▶ What is required: Pick out and copy every line of the records that contains the string "woman". Case counts.

━━━━

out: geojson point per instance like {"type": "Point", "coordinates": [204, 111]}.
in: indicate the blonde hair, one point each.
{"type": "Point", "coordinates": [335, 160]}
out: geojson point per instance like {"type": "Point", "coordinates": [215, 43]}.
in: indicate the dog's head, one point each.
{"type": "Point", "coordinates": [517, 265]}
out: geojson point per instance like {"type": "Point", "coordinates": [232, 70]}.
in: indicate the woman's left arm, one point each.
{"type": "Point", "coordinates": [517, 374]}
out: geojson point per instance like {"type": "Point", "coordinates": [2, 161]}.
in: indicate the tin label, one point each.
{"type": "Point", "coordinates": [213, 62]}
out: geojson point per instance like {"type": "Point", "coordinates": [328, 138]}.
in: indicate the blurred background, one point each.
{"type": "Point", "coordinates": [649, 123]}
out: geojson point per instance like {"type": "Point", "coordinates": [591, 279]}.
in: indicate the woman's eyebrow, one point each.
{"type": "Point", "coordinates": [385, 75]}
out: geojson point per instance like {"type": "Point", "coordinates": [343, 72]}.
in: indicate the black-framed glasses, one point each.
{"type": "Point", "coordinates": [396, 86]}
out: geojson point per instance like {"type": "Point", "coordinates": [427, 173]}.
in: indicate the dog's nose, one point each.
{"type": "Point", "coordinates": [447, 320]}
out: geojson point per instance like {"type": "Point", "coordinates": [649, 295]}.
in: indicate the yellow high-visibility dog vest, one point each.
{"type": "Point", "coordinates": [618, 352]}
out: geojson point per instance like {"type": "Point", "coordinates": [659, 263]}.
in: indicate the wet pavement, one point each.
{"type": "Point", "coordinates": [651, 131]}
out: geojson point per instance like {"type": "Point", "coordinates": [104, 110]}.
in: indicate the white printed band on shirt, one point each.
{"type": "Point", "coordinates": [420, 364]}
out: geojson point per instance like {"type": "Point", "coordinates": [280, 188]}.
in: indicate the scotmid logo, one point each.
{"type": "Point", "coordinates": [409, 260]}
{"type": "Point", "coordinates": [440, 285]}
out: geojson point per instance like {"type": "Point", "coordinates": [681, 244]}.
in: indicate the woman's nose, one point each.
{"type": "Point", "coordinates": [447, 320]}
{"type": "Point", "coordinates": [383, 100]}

━━━━

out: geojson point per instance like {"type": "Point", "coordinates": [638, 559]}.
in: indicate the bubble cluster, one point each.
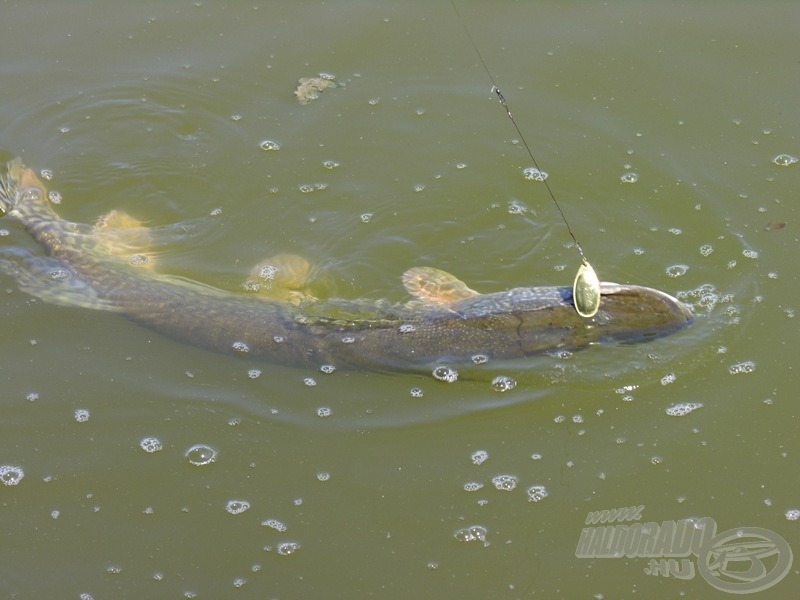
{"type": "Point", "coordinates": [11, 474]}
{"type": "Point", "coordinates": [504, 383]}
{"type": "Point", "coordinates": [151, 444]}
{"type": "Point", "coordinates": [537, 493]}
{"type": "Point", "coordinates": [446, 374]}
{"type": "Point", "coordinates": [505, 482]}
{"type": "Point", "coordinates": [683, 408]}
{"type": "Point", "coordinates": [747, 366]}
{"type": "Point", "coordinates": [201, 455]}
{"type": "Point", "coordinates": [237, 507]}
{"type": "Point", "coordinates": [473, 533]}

━━━━

▶ Result of the exercise:
in: indicate the woman's left arm, one point each.
in: indicate the woman's eyebrow, one point each.
in: indicate the woman's nose, one point each.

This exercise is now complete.